■ **Problem statement**:
From the records below, pull out every line that contains the string "black" and copy those lines unchanged. Treat uppercase and lowercase as different, so a line counts only if its capitalization matches.

■ **Working data**:
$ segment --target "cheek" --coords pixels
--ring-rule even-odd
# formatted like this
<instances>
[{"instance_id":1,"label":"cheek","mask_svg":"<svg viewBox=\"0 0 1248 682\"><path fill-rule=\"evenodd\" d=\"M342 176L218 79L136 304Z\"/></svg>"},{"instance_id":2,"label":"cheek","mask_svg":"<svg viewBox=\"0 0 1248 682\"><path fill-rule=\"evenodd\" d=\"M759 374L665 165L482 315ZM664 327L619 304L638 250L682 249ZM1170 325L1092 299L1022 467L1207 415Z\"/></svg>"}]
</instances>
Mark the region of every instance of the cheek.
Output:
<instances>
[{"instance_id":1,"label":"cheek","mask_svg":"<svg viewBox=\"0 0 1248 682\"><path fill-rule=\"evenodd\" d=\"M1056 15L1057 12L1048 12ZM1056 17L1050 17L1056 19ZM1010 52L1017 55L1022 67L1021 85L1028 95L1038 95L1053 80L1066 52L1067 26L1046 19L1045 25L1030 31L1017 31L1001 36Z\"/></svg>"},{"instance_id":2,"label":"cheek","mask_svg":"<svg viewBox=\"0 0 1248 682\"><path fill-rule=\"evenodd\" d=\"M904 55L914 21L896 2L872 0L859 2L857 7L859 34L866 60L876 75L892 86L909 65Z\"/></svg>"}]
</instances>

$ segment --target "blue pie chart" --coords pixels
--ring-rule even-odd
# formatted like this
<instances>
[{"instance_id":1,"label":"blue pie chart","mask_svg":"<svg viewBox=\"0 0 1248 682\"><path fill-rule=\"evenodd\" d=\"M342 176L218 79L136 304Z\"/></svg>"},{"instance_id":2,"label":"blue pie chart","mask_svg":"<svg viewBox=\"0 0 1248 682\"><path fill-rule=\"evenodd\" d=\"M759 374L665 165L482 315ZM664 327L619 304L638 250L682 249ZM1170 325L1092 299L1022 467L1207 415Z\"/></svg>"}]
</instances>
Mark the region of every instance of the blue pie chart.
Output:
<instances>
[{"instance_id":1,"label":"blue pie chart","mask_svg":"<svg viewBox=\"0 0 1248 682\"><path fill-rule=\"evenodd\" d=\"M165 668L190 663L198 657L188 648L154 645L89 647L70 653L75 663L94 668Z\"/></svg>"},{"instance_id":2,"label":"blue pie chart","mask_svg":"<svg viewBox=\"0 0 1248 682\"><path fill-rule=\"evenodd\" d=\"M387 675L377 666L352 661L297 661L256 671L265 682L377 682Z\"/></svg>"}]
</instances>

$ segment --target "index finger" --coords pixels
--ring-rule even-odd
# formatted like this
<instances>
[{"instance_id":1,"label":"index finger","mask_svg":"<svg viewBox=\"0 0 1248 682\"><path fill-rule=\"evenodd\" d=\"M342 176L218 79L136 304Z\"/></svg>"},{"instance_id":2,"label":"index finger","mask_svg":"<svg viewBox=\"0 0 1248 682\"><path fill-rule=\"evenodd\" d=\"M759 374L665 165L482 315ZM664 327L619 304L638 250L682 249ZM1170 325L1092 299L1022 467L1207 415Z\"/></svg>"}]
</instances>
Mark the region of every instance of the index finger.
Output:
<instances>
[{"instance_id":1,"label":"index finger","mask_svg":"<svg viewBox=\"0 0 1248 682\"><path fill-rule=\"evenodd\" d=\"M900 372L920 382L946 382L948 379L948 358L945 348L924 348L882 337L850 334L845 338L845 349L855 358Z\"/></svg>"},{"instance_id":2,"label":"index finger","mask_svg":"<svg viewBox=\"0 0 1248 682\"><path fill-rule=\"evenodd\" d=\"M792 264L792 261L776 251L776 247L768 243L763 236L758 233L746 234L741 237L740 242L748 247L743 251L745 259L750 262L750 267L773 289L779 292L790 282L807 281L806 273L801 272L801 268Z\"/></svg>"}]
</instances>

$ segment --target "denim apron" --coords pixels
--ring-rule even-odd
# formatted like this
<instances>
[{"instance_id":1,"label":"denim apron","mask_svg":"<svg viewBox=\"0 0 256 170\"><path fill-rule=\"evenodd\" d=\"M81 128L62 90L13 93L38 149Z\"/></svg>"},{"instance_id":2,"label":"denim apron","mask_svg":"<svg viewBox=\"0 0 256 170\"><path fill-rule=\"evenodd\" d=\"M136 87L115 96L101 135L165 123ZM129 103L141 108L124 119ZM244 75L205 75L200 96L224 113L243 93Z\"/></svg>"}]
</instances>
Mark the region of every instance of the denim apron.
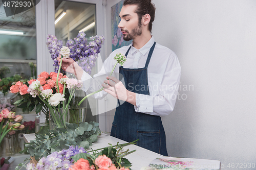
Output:
<instances>
[{"instance_id":1,"label":"denim apron","mask_svg":"<svg viewBox=\"0 0 256 170\"><path fill-rule=\"evenodd\" d=\"M150 95L147 83L147 66L156 42L151 47L144 68L119 67L119 80L123 77L126 89L136 93ZM127 56L131 46L127 51ZM159 116L136 112L134 106L118 100L111 135L127 142L139 139L136 145L167 156L165 133ZM123 102L121 105L120 102Z\"/></svg>"}]
</instances>

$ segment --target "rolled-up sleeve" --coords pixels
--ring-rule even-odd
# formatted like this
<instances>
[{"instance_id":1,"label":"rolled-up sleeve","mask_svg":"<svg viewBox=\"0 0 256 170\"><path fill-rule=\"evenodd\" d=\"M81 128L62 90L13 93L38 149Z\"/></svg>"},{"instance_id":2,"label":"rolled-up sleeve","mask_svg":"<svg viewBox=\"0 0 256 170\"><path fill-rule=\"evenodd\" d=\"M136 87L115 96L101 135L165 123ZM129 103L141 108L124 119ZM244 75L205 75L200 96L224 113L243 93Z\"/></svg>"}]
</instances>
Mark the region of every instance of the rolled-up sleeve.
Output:
<instances>
[{"instance_id":1,"label":"rolled-up sleeve","mask_svg":"<svg viewBox=\"0 0 256 170\"><path fill-rule=\"evenodd\" d=\"M159 75L154 80L148 76L150 95L136 93L136 106L134 106L136 112L163 116L174 110L181 76L180 65L175 54L168 58L165 65L163 76Z\"/></svg>"}]
</instances>

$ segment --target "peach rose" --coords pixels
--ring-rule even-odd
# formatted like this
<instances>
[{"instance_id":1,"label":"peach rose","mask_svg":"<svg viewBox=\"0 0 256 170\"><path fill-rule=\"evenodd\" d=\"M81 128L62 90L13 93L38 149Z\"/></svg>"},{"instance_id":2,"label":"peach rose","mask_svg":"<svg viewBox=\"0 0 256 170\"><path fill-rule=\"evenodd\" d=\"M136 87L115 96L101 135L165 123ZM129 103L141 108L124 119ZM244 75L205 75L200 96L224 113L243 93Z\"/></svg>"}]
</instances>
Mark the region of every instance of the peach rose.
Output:
<instances>
[{"instance_id":1,"label":"peach rose","mask_svg":"<svg viewBox=\"0 0 256 170\"><path fill-rule=\"evenodd\" d=\"M0 114L0 122L1 122L4 119L4 116Z\"/></svg>"},{"instance_id":2,"label":"peach rose","mask_svg":"<svg viewBox=\"0 0 256 170\"><path fill-rule=\"evenodd\" d=\"M112 161L105 155L100 155L95 159L95 164L100 168L109 167L112 165Z\"/></svg>"},{"instance_id":3,"label":"peach rose","mask_svg":"<svg viewBox=\"0 0 256 170\"><path fill-rule=\"evenodd\" d=\"M23 119L23 116L20 115L16 115L14 117L14 121L17 122L22 122Z\"/></svg>"},{"instance_id":4,"label":"peach rose","mask_svg":"<svg viewBox=\"0 0 256 170\"><path fill-rule=\"evenodd\" d=\"M14 135L15 134L15 131L13 131L13 130L11 130L10 131L10 132L8 132L8 134L10 135Z\"/></svg>"},{"instance_id":5,"label":"peach rose","mask_svg":"<svg viewBox=\"0 0 256 170\"><path fill-rule=\"evenodd\" d=\"M42 86L44 90L51 89L51 86L49 84L46 84L44 86Z\"/></svg>"},{"instance_id":6,"label":"peach rose","mask_svg":"<svg viewBox=\"0 0 256 170\"><path fill-rule=\"evenodd\" d=\"M89 161L87 159L80 158L74 165L71 166L69 169L72 170L90 170Z\"/></svg>"},{"instance_id":7,"label":"peach rose","mask_svg":"<svg viewBox=\"0 0 256 170\"><path fill-rule=\"evenodd\" d=\"M40 81L40 84L42 86L46 83L46 79L44 77L38 77L37 80Z\"/></svg>"},{"instance_id":8,"label":"peach rose","mask_svg":"<svg viewBox=\"0 0 256 170\"><path fill-rule=\"evenodd\" d=\"M29 84L29 85L31 85L33 82L34 82L35 81L36 81L36 79L31 79L28 82L28 83Z\"/></svg>"},{"instance_id":9,"label":"peach rose","mask_svg":"<svg viewBox=\"0 0 256 170\"><path fill-rule=\"evenodd\" d=\"M26 85L24 84L19 89L19 94L21 95L24 95L25 94L28 93L28 87Z\"/></svg>"},{"instance_id":10,"label":"peach rose","mask_svg":"<svg viewBox=\"0 0 256 170\"><path fill-rule=\"evenodd\" d=\"M19 89L18 88L18 86L15 85L11 86L10 88L10 91L10 91L10 93L17 93L19 90Z\"/></svg>"},{"instance_id":11,"label":"peach rose","mask_svg":"<svg viewBox=\"0 0 256 170\"><path fill-rule=\"evenodd\" d=\"M52 79L49 79L47 81L47 84L50 85L51 88L53 88L56 85L56 82Z\"/></svg>"},{"instance_id":12,"label":"peach rose","mask_svg":"<svg viewBox=\"0 0 256 170\"><path fill-rule=\"evenodd\" d=\"M0 114L2 114L4 118L8 118L9 112L10 112L10 111L8 109L5 109L1 111Z\"/></svg>"},{"instance_id":13,"label":"peach rose","mask_svg":"<svg viewBox=\"0 0 256 170\"><path fill-rule=\"evenodd\" d=\"M45 79L47 79L49 77L49 74L46 71L42 71L38 75L38 78L43 77Z\"/></svg>"},{"instance_id":14,"label":"peach rose","mask_svg":"<svg viewBox=\"0 0 256 170\"><path fill-rule=\"evenodd\" d=\"M20 88L20 87L22 86L23 85L23 83L20 82L20 81L16 82L16 83L15 83L15 85L18 86L18 88Z\"/></svg>"}]
</instances>

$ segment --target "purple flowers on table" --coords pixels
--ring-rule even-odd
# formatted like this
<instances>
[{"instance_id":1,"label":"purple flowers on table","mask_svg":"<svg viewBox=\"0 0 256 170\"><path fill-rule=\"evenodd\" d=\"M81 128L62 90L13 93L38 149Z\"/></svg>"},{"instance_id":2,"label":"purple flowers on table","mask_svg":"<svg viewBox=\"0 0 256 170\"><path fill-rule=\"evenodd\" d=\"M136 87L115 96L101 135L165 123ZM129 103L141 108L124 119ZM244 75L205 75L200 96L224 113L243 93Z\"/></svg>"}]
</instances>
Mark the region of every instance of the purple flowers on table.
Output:
<instances>
[{"instance_id":1,"label":"purple flowers on table","mask_svg":"<svg viewBox=\"0 0 256 170\"><path fill-rule=\"evenodd\" d=\"M70 49L70 57L88 74L91 74L92 67L95 65L98 54L100 52L101 45L104 43L104 37L95 36L91 37L88 43L83 32L80 32L74 40L69 39L66 45ZM48 35L47 45L53 60L53 65L55 66L55 72L57 72L59 68L57 57L59 56L60 48L63 46L61 40L58 40L53 35Z\"/></svg>"},{"instance_id":2,"label":"purple flowers on table","mask_svg":"<svg viewBox=\"0 0 256 170\"><path fill-rule=\"evenodd\" d=\"M59 152L54 152L46 158L40 159L36 165L29 163L26 169L69 169L70 165L73 164L74 160L72 156L80 153L87 153L84 149L76 146L71 146L68 150L63 150Z\"/></svg>"}]
</instances>

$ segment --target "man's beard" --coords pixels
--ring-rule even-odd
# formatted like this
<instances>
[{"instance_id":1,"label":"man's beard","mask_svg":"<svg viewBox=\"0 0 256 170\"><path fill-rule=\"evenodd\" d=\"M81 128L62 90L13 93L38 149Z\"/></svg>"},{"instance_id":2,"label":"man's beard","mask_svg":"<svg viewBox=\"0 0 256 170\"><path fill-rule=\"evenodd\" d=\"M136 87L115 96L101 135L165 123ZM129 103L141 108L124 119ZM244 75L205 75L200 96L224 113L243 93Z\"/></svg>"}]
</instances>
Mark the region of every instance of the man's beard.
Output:
<instances>
[{"instance_id":1,"label":"man's beard","mask_svg":"<svg viewBox=\"0 0 256 170\"><path fill-rule=\"evenodd\" d=\"M123 40L127 41L134 39L142 34L141 24L140 24L140 22L138 23L138 26L133 29L131 33L129 33L127 30L124 31L127 33L127 35L123 36Z\"/></svg>"}]
</instances>

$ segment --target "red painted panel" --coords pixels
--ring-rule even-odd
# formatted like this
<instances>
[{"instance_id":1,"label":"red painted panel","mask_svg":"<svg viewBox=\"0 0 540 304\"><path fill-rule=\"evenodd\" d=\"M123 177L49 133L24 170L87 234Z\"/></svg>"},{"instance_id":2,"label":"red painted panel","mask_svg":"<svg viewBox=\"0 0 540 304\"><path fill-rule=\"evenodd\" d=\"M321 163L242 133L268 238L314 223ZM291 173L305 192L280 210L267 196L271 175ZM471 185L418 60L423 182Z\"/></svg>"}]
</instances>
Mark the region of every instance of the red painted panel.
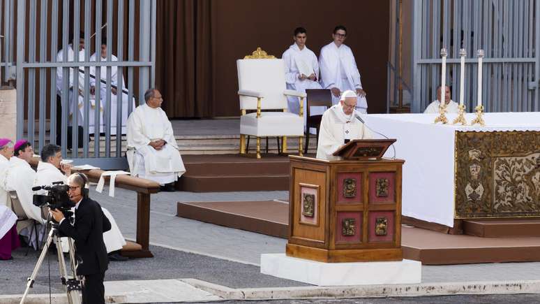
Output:
<instances>
[{"instance_id":1,"label":"red painted panel","mask_svg":"<svg viewBox=\"0 0 540 304\"><path fill-rule=\"evenodd\" d=\"M376 187L378 178L388 180L388 196L377 196ZM369 173L369 202L396 203L396 173L394 172L371 172Z\"/></svg>"},{"instance_id":2,"label":"red painted panel","mask_svg":"<svg viewBox=\"0 0 540 304\"><path fill-rule=\"evenodd\" d=\"M386 217L387 235L377 236L375 234L375 222L377 218ZM369 212L369 223L368 224L368 232L369 242L391 242L393 240L394 234L394 211L372 211Z\"/></svg>"},{"instance_id":3,"label":"red painted panel","mask_svg":"<svg viewBox=\"0 0 540 304\"><path fill-rule=\"evenodd\" d=\"M357 180L357 195L354 198L345 198L343 195L343 180L345 178L354 178ZM363 187L362 173L343 173L338 174L338 200L339 203L362 203Z\"/></svg>"},{"instance_id":4,"label":"red painted panel","mask_svg":"<svg viewBox=\"0 0 540 304\"><path fill-rule=\"evenodd\" d=\"M345 236L341 233L341 223L343 219L354 219L354 226L356 228L354 236ZM362 212L338 212L337 220L336 221L336 243L359 243L362 240Z\"/></svg>"}]
</instances>

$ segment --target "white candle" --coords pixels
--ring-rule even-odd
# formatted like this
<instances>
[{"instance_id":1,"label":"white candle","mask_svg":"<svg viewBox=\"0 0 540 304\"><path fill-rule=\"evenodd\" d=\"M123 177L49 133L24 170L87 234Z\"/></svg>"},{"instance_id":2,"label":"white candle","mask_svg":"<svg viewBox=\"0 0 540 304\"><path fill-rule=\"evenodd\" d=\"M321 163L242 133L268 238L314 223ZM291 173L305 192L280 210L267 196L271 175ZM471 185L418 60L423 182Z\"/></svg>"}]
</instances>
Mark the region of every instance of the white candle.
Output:
<instances>
[{"instance_id":1,"label":"white candle","mask_svg":"<svg viewBox=\"0 0 540 304\"><path fill-rule=\"evenodd\" d=\"M461 56L460 73L459 80L459 104L463 104L463 96L465 96L465 57L467 55L465 49L462 48L459 50L459 55Z\"/></svg>"},{"instance_id":2,"label":"white candle","mask_svg":"<svg viewBox=\"0 0 540 304\"><path fill-rule=\"evenodd\" d=\"M439 101L441 103L441 106L446 106L446 96L447 96L447 49L444 48L441 49L441 56L442 56L442 66L441 67L441 98Z\"/></svg>"},{"instance_id":3,"label":"white candle","mask_svg":"<svg viewBox=\"0 0 540 304\"><path fill-rule=\"evenodd\" d=\"M483 58L483 50L479 50L478 55L478 106L482 106L482 58Z\"/></svg>"}]
</instances>

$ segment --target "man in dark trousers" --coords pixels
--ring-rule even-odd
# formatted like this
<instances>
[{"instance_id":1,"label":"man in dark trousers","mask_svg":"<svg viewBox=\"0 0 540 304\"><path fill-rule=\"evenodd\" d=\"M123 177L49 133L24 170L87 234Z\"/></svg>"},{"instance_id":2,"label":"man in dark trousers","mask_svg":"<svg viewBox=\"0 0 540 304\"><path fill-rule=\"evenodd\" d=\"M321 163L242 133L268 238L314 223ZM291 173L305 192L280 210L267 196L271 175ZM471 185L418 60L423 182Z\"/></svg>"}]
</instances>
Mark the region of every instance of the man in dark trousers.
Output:
<instances>
[{"instance_id":1,"label":"man in dark trousers","mask_svg":"<svg viewBox=\"0 0 540 304\"><path fill-rule=\"evenodd\" d=\"M77 274L84 277L83 304L105 303L103 278L109 260L103 243L103 232L111 229L111 223L101 207L88 197L88 178L82 173L68 178L68 194L75 203L75 226L65 220L63 214L51 210L54 220L60 223L60 231L75 240Z\"/></svg>"}]
</instances>

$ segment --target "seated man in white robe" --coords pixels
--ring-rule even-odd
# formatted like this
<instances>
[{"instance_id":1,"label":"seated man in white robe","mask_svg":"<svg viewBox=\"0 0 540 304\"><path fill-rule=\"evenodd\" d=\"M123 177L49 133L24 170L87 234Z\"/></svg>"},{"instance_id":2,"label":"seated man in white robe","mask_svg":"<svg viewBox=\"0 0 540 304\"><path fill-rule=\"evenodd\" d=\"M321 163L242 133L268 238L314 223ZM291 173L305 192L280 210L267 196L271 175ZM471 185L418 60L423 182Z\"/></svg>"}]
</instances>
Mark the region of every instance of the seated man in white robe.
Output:
<instances>
[{"instance_id":1,"label":"seated man in white robe","mask_svg":"<svg viewBox=\"0 0 540 304\"><path fill-rule=\"evenodd\" d=\"M101 40L101 52L99 55L98 53L94 53L91 57L90 57L90 61L91 62L96 62L97 60L97 57L99 56L99 58L100 59L100 61L106 61L107 60L107 41L103 37ZM111 55L111 60L113 61L117 61L118 58ZM107 94L110 95L110 101L111 101L111 107L110 107L110 118L111 118L111 134L115 135L117 133L117 115L118 113L118 110L119 109L120 105L118 103L119 97L121 99L121 123L122 125L121 127L121 133L126 134L126 122L128 121L128 94L126 92L123 92L123 91L126 90L126 82L123 80L123 77L122 77L122 87L119 88L118 87L118 67L117 66L111 66L111 91L107 92L107 67L102 67L100 71L100 75L101 75L100 79L100 83L99 85L97 85L96 82L97 80L97 69L95 66L92 66L90 68L90 73L93 76L90 78L90 93L93 96L93 97L95 99L95 94L96 94L96 88L99 87L100 89L100 99L101 99L101 106L102 108L103 108L103 113L105 113L106 110L108 110L108 106L107 106ZM132 97L131 99L131 109L135 110L135 99ZM105 126L105 121L107 116L103 115L103 120L101 120L101 126Z\"/></svg>"},{"instance_id":2,"label":"seated man in white robe","mask_svg":"<svg viewBox=\"0 0 540 304\"><path fill-rule=\"evenodd\" d=\"M444 86L446 89L444 90L444 101L447 103L447 113L457 113L459 112L459 108L458 108L458 103L450 99L451 97L451 92L450 92L450 87ZM439 107L441 106L441 87L437 88L437 100L433 101L423 111L424 113L439 113Z\"/></svg>"},{"instance_id":3,"label":"seated man in white robe","mask_svg":"<svg viewBox=\"0 0 540 304\"><path fill-rule=\"evenodd\" d=\"M45 145L41 150L41 161L38 164L38 171L33 182L33 186L51 185L53 182L62 182L66 184L68 176L71 174L71 166L68 164L61 164L62 154L59 146L49 144ZM65 173L63 174L62 171ZM43 191L43 190L40 190ZM41 193L36 193L42 194ZM119 255L119 251L126 245L120 229L117 225L116 221L110 212L105 208L101 208L103 214L111 222L111 230L103 233L103 241L107 247L109 258L115 261L125 261L127 258ZM66 242L63 242L66 243ZM66 248L64 248L64 251Z\"/></svg>"},{"instance_id":4,"label":"seated man in white robe","mask_svg":"<svg viewBox=\"0 0 540 304\"><path fill-rule=\"evenodd\" d=\"M371 132L358 119L355 110L357 96L352 91L341 94L340 103L324 112L321 120L317 158L326 160L339 160L340 157L333 154L349 141L354 139L371 139Z\"/></svg>"},{"instance_id":5,"label":"seated man in white robe","mask_svg":"<svg viewBox=\"0 0 540 304\"><path fill-rule=\"evenodd\" d=\"M186 173L172 125L160 106L161 93L150 89L146 103L128 119L128 164L131 175L158 182L162 191L174 191L174 183Z\"/></svg>"},{"instance_id":6,"label":"seated man in white robe","mask_svg":"<svg viewBox=\"0 0 540 304\"><path fill-rule=\"evenodd\" d=\"M11 205L6 185L6 176L9 168L9 159L13 156L13 143L9 138L0 138L0 205Z\"/></svg>"},{"instance_id":7,"label":"seated man in white robe","mask_svg":"<svg viewBox=\"0 0 540 304\"><path fill-rule=\"evenodd\" d=\"M66 56L66 60L68 62L75 61L75 48L77 48L77 52L79 53L79 61L84 61L84 34L81 32L78 38L70 37L70 44L68 45L66 50L63 49L60 50L57 55L57 61L63 62L64 55ZM73 126L73 115L77 115L77 125L84 126L84 73L81 73L78 68L69 68L67 71L69 71L69 77L68 75L65 75L66 81L68 82L68 108L69 108L69 117L68 125ZM75 85L74 78L78 78L77 87L74 88ZM64 79L64 68L57 68L57 94L62 96L62 92L64 91L63 87ZM74 99L77 99L77 106L73 104ZM95 122L96 122L96 101L93 96L89 96L89 102L90 103L90 110L89 113L89 133L93 134L95 132ZM62 105L65 106L65 105ZM103 105L100 105L99 120L100 122L103 122ZM103 127L100 129L100 132L103 132ZM68 140L70 139L68 138Z\"/></svg>"},{"instance_id":8,"label":"seated man in white robe","mask_svg":"<svg viewBox=\"0 0 540 304\"><path fill-rule=\"evenodd\" d=\"M347 29L338 25L333 29L333 41L324 45L319 55L321 68L321 85L332 91L332 102L337 104L341 93L346 90L356 92L358 96L357 110L361 113L368 111L366 92L360 81L360 72L357 67L351 48L343 44L347 38Z\"/></svg>"},{"instance_id":9,"label":"seated man in white robe","mask_svg":"<svg viewBox=\"0 0 540 304\"><path fill-rule=\"evenodd\" d=\"M306 89L322 89L319 80L319 63L315 53L306 46L307 31L303 27L294 29L294 41L281 56L285 64L285 82L287 89L306 93ZM289 112L299 114L300 104L299 98L294 96L287 97L289 100ZM306 99L303 99L303 124L307 120ZM320 115L326 107L311 107L310 115Z\"/></svg>"},{"instance_id":10,"label":"seated man in white robe","mask_svg":"<svg viewBox=\"0 0 540 304\"><path fill-rule=\"evenodd\" d=\"M8 191L17 192L17 197L27 217L36 221L38 226L35 229L29 224L17 228L20 229L19 234L27 237L28 243L37 248L36 240L39 239L40 241L43 237L45 220L41 217L41 208L35 205L33 202L32 187L36 179L36 171L30 166L29 161L33 157L33 150L30 143L26 140L17 140L13 147L14 155L9 160L6 184Z\"/></svg>"}]
</instances>

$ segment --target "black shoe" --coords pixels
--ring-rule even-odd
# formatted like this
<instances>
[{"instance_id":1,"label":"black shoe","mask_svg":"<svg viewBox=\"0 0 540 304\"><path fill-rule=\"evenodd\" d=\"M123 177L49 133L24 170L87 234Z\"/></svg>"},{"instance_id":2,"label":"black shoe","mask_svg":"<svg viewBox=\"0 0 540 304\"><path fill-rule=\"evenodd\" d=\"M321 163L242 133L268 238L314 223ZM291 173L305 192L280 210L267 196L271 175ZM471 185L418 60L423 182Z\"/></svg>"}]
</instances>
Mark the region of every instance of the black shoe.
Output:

■ **Answer for this exercise**:
$ segment --target "black shoe" --coords pixels
[{"instance_id":1,"label":"black shoe","mask_svg":"<svg viewBox=\"0 0 540 304\"><path fill-rule=\"evenodd\" d=\"M123 177L49 133L24 170L87 234Z\"/></svg>"},{"instance_id":2,"label":"black shoe","mask_svg":"<svg viewBox=\"0 0 540 304\"><path fill-rule=\"evenodd\" d=\"M321 163L242 133L268 238L314 223ZM291 173L305 192L280 210L267 196L271 175ZM471 185L418 60L423 182Z\"/></svg>"}]
Mark the region of every instance of the black shoe.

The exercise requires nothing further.